◆ **STATED PROBLEM**:
Collect every line in the entries below that contains the string "white", and copy each one in full.

◆ **ENTRIES SUPPLIED**:
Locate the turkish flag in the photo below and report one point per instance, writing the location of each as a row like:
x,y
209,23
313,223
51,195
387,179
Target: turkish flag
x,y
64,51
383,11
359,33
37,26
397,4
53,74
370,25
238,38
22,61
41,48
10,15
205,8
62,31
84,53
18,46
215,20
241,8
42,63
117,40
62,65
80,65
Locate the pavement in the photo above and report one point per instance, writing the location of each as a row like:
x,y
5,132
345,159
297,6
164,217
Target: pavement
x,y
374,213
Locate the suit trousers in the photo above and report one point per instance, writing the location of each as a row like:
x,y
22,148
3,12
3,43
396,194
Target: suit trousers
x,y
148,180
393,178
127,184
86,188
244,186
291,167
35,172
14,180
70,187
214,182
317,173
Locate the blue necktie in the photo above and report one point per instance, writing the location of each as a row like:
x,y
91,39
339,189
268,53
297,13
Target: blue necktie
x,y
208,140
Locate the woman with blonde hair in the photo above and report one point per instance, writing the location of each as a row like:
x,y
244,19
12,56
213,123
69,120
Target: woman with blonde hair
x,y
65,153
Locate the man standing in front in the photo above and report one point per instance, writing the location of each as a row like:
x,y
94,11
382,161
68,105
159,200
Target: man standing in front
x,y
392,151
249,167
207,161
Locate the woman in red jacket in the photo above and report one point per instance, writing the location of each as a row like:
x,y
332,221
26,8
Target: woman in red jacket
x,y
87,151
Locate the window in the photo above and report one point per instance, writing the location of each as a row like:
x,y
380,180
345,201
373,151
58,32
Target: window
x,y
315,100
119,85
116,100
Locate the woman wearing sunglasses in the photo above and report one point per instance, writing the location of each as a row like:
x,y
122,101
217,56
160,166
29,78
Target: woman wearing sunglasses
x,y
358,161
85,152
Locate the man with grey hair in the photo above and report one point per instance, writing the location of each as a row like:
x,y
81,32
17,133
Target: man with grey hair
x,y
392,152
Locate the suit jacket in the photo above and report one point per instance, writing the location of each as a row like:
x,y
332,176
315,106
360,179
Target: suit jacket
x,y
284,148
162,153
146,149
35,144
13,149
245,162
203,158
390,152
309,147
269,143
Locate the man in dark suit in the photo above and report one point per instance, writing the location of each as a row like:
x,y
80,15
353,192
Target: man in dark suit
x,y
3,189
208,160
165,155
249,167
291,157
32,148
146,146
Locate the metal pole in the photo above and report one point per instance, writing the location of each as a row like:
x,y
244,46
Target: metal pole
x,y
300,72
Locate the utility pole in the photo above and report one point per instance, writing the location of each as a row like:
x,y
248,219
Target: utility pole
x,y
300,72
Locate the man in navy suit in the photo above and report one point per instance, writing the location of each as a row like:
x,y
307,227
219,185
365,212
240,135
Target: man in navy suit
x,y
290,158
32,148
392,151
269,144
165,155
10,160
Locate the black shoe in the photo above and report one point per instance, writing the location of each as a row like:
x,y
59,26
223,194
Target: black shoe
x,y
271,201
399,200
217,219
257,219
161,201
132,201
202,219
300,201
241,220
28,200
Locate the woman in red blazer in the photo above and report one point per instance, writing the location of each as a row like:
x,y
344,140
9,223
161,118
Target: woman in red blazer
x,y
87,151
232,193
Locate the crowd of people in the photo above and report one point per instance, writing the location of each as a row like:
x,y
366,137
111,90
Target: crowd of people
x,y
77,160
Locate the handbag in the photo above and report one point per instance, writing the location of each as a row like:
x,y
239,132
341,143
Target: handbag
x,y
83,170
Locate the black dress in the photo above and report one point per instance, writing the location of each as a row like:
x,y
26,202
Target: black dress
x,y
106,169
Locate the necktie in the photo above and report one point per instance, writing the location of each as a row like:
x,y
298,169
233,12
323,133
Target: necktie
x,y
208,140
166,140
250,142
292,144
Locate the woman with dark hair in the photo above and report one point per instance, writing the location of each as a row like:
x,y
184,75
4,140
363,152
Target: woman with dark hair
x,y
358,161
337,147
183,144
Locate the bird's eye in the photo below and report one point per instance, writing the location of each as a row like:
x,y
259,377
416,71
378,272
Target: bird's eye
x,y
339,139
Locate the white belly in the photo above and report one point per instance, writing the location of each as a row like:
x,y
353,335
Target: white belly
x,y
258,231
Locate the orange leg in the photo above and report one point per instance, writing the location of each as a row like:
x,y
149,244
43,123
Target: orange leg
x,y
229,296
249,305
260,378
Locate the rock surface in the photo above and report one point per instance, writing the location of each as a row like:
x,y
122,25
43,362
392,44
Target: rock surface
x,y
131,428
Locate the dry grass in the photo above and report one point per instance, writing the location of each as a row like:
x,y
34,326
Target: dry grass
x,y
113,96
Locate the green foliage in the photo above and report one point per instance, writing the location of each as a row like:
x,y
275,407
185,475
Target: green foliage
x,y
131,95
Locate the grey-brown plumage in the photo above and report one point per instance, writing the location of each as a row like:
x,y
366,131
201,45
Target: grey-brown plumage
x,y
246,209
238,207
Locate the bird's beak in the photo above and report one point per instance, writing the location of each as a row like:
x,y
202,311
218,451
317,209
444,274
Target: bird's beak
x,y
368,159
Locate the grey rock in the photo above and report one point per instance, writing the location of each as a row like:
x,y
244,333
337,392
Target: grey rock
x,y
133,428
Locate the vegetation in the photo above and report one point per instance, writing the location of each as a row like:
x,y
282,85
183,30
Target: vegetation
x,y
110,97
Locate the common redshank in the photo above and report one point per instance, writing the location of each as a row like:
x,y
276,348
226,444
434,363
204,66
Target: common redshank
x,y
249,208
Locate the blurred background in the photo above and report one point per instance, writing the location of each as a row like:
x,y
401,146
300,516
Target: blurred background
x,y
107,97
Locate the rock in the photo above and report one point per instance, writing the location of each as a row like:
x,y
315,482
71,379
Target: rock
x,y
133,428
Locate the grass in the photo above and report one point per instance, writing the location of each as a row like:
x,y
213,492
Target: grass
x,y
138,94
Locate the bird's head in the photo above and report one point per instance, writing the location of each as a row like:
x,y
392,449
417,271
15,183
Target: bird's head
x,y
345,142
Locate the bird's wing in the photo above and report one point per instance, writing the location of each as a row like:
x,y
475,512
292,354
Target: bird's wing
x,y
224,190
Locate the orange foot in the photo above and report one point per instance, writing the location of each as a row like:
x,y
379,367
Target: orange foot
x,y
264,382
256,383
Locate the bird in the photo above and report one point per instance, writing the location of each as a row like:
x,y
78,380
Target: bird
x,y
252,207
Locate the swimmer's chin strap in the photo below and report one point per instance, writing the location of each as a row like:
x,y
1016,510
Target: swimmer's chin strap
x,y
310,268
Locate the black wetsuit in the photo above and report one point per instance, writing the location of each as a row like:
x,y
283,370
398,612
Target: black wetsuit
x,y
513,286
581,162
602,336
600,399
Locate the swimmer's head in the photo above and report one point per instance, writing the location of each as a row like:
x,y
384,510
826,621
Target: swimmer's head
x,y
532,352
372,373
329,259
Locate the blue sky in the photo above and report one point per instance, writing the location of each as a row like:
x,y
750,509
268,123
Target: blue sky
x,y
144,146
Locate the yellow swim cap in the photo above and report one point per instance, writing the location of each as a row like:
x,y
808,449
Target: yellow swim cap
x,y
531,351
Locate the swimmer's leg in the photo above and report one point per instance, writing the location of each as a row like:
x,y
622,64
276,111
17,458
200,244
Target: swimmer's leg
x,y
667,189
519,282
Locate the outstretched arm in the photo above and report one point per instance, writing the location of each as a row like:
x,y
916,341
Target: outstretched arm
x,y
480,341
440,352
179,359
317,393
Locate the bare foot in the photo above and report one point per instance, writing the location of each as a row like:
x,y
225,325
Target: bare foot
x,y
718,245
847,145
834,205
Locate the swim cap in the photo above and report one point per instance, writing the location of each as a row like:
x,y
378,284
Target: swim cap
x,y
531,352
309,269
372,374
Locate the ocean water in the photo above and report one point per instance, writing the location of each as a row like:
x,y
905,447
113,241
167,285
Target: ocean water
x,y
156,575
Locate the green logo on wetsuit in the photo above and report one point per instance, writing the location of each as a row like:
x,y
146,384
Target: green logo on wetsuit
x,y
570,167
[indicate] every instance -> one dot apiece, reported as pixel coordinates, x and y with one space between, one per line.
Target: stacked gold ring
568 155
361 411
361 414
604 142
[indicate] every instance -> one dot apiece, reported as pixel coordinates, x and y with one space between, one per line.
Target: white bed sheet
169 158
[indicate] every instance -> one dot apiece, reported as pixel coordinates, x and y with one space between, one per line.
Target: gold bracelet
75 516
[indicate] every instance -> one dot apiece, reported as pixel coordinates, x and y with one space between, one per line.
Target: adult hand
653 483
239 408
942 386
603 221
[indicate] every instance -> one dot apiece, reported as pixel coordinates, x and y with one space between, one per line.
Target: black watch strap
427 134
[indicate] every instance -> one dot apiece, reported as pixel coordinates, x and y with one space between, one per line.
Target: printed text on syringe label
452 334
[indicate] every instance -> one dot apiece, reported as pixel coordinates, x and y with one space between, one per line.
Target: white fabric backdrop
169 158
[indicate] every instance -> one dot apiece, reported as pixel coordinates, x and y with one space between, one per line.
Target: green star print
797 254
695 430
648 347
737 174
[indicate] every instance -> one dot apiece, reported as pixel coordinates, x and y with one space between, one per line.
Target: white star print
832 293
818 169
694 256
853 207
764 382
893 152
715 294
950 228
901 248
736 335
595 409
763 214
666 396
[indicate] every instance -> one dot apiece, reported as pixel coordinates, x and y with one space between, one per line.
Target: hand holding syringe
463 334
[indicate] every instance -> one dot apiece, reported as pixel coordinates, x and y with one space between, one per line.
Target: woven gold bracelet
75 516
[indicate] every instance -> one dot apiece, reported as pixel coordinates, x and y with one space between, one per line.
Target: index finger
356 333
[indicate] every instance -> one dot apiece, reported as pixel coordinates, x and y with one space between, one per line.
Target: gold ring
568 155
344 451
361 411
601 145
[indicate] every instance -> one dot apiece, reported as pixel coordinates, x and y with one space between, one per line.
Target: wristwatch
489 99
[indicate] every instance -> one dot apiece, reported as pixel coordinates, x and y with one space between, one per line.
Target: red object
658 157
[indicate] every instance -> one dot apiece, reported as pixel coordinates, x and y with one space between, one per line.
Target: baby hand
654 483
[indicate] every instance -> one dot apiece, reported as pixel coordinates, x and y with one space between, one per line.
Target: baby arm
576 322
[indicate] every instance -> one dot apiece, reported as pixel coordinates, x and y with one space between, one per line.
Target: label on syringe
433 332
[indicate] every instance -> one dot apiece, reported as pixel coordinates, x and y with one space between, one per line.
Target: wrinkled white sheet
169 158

◆ **IN RESPONSE**:
Locate the white belly in the photo above and report one point per instance, writing the location of each as a row like:
Target: white belly
Target: white bed sheet
Target: white fabric backdrop
Target: white star print
Target: wrinkled white sheet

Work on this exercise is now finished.